Cancer also took the lives of both my parents: my mother died of lung cancer when I was 17, and my father died of colorectal cancer when I was 25.
You might think I’d be bitter today because of all that. But my parents always had really positive attitudes about things, so I’ve tried to do the same.
Why I feel lucky, despite my cancer diagnoses
It might sound strange, but the truth is, I actually feel kind of lucky. Between my first diagnosis as an infant and my second diagnosis as an adult, cancer granted me a 30-year reprieve. I was able to finish school, get married and even have a child — something I’d been told I’d never be able to do because of the radiation therapy I’d received as a baby.
I’ve also been a patient at MD Anderson, the best cancer hospital in the country, since 2001. And despite all the heartache that cancer has caused me, every diagnosis except the one I had as a baby has been treatable with surgery alone. That’s pretty amazing.
Life hasn’t always been glorious, of course. And I certainly wouldn’t wish my experiences on anyone else. But I do believe that happiness is a choice. So, I choose to live happily.
My road to MD Anderson
As an adult, my cancer troubles began when I started having heart palpitations. Nobody could figure out why. After many office visits, lab tests and scans, one doctor finally did: I had pheochromocytoma, a rare type of neuroendocrine tumor, on my right adrenal gland. I also had renal cell carcinoma again — on my only remaining kidney.
I fell to my knees at that moment. By then, I had a husband and a 7-year-old son. And I only had one kidney left. I knew at least part of it would have to be removed. So, I really didn’t know how I was going to survive.
My local doctor wanted to do a single surgery, but he wasn’t sure he could get all the cancer out. That’s why I decided to go to MD Anderson. Every doctor there is an expert in what they treat. So, the same surgeon who removes your colon isn’t also going to be removing your breast. They’re highly specialized.
My many cancer treatments
At MD Anderson, I met first with urologic oncologist Dr. Christopher Wood (now deceased). He was extremely confident, and said he felt certain he could remove both tumors successfully, if we did it in two separate operations. That sounded a lot better to me than one surgery with someone who wasn’t quite sure if he could do it. So, I placed my trust in Dr. Wood. He didn’t let me down.
Dr. Wood performed the first surgery successfully on April 4, 2002, and the second one on May 16, 2002. Both times, he was waiting for me in the recovery room when I woke up. Dr. Wood had such a wonderful bedside manner. After the first surgery, I remember him telling me, “Jennifer, we’re going to be friends for a long, long time.” And we were, right up until his death in late 2021.

> [Instructions to follow]: From the cancer survivor's account, output everything from "My local doctor" down to "They’re highly specialized.". The records have nothing to do with this.

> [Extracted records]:
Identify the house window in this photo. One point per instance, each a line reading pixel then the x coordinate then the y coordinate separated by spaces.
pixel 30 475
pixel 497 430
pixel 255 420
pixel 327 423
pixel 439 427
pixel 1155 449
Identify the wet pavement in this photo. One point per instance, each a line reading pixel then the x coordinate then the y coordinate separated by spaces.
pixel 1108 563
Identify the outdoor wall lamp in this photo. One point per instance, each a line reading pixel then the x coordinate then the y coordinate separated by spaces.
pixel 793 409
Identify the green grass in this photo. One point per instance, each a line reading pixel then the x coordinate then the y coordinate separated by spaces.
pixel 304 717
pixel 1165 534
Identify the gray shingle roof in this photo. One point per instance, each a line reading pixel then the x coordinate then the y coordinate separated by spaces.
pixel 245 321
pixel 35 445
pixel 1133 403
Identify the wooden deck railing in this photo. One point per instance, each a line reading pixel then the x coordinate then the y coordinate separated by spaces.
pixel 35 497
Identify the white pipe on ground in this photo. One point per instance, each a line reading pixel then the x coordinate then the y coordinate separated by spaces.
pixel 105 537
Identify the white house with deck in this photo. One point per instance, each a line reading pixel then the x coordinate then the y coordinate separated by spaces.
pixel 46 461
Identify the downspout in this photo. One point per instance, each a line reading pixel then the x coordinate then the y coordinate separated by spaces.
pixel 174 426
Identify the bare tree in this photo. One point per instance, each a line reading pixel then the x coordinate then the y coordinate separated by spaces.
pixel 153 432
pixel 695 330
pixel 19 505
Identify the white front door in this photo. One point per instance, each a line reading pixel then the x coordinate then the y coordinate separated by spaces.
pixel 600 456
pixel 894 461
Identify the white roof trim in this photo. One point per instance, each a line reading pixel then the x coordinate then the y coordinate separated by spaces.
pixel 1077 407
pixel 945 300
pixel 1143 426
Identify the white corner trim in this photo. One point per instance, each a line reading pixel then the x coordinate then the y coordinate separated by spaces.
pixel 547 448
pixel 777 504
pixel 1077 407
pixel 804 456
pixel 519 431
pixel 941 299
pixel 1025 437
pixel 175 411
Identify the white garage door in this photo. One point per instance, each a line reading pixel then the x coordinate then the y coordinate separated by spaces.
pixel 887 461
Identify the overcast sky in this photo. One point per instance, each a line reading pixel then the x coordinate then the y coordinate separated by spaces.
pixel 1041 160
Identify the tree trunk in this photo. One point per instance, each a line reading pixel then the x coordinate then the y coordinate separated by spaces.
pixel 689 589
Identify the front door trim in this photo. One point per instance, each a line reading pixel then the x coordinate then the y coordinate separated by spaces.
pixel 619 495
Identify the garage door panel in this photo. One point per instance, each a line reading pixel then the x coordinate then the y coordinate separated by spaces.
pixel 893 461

> [Your response]:
My local doctor wanted to do a single surgery, but he wasn’t sure he could get all the cancer out. That’s why I decided to go to MD Anderson. Every doctor there is an expert in what they treat. So, the same surgeon who removes your colon isn’t also going to be removing your breast. They’re highly specialized.